#### [TASK STATEMENT]
With the images removed, return every line below exactly as it reads.

(Saved entries)
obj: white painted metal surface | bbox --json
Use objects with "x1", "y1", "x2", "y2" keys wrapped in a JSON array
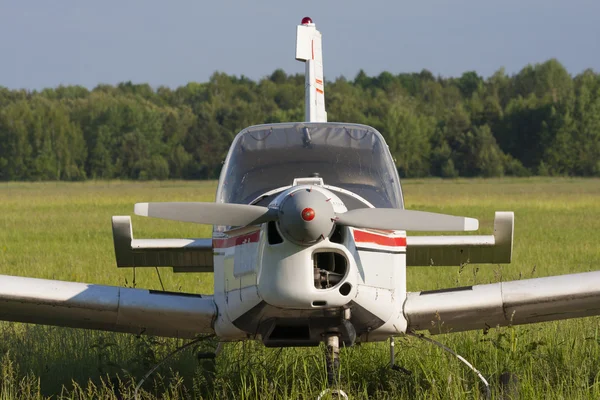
[
  {"x1": 112, "y1": 216, "x2": 213, "y2": 272},
  {"x1": 406, "y1": 211, "x2": 513, "y2": 266},
  {"x1": 296, "y1": 20, "x2": 326, "y2": 122},
  {"x1": 259, "y1": 239, "x2": 357, "y2": 309},
  {"x1": 349, "y1": 229, "x2": 408, "y2": 340},
  {"x1": 0, "y1": 274, "x2": 216, "y2": 339},
  {"x1": 404, "y1": 270, "x2": 600, "y2": 334}
]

#### [RESPONSE BELOW]
obj: white painted metal surface | bbox --json
Use objects with "x1", "y1", "x2", "y2" keys wrapped in a JSON array
[
  {"x1": 112, "y1": 216, "x2": 213, "y2": 272},
  {"x1": 406, "y1": 211, "x2": 513, "y2": 266},
  {"x1": 296, "y1": 20, "x2": 326, "y2": 122},
  {"x1": 259, "y1": 239, "x2": 357, "y2": 309},
  {"x1": 349, "y1": 229, "x2": 408, "y2": 340},
  {"x1": 0, "y1": 274, "x2": 216, "y2": 339},
  {"x1": 404, "y1": 270, "x2": 600, "y2": 334}
]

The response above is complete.